- **Instructions to follow**: In the records below, find the line that contains "Target: blue jeans" and the line that contains "written like (125,177).". Set down exactly those lines and every line between them, and nothing more.

Data items
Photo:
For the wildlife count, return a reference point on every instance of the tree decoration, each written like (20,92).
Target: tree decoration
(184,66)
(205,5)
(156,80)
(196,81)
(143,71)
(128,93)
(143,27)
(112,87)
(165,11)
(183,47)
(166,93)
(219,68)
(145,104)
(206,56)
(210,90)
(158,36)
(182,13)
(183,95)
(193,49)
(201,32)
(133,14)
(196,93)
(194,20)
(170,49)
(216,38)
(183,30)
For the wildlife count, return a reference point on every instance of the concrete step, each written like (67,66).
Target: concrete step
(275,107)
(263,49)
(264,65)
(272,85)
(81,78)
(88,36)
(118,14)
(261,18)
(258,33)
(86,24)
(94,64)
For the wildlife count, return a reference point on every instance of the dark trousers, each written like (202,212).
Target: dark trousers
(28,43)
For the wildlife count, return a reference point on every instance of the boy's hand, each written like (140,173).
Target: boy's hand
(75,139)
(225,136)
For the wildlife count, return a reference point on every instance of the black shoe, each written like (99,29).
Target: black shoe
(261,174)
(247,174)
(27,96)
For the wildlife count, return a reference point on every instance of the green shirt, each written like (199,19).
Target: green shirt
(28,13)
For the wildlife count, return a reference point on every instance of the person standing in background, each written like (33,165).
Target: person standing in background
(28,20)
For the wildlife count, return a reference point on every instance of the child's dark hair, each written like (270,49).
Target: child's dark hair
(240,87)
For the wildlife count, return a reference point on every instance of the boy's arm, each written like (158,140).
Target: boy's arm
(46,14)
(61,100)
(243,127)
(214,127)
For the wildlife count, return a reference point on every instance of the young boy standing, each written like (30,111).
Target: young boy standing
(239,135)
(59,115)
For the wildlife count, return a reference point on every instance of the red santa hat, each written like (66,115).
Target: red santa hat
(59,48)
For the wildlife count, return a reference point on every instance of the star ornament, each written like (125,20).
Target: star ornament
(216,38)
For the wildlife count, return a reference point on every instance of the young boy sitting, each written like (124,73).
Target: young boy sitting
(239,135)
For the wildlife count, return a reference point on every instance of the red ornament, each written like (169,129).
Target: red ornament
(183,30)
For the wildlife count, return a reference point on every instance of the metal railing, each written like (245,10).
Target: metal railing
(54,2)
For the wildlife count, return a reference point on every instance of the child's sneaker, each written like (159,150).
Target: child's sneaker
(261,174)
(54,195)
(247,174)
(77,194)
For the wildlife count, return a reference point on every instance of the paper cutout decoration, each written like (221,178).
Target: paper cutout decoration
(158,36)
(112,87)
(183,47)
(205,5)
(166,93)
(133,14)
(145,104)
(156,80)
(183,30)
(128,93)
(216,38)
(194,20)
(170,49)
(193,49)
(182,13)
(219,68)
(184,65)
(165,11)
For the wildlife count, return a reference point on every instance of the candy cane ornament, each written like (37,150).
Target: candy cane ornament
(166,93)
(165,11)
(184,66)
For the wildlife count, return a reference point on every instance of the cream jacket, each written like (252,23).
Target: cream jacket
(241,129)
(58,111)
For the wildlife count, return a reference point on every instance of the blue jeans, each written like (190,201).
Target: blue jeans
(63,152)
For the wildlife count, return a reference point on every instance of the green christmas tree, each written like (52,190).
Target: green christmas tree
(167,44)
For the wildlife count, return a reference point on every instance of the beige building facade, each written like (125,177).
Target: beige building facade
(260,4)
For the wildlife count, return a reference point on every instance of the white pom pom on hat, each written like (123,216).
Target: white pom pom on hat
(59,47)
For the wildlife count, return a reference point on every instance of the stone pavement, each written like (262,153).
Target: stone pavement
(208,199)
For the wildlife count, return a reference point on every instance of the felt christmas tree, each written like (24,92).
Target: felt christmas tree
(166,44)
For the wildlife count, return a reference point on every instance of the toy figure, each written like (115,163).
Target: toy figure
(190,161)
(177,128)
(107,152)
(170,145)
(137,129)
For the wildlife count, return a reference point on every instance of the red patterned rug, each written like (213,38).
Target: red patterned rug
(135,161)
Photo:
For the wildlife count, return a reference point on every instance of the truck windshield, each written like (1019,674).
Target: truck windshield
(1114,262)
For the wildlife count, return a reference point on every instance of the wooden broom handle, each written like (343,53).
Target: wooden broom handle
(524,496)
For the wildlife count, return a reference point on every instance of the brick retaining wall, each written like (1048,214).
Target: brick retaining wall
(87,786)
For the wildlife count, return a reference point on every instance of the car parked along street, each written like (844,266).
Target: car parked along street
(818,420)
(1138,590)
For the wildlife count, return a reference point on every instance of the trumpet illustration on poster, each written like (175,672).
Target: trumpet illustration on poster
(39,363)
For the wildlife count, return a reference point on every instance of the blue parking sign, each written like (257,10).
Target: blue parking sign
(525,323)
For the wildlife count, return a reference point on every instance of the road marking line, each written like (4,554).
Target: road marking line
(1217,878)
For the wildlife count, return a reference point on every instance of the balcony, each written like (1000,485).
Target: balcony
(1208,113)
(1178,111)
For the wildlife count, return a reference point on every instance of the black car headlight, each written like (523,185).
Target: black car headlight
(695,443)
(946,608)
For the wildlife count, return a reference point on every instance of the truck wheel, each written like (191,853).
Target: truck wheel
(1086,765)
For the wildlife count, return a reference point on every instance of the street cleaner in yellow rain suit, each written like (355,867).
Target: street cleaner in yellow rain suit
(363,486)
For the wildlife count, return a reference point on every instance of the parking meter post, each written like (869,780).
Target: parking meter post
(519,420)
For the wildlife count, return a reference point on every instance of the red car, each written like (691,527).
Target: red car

- **Response**:
Target: blue jeans
(63,152)
For the wildlife count, return a reference point on every instance of the green christmas tree, each written like (52,190).
Target: green christmas tree
(167,44)
For the wildlife count, return a reference point on every instance of the beige building facade, each written like (125,177).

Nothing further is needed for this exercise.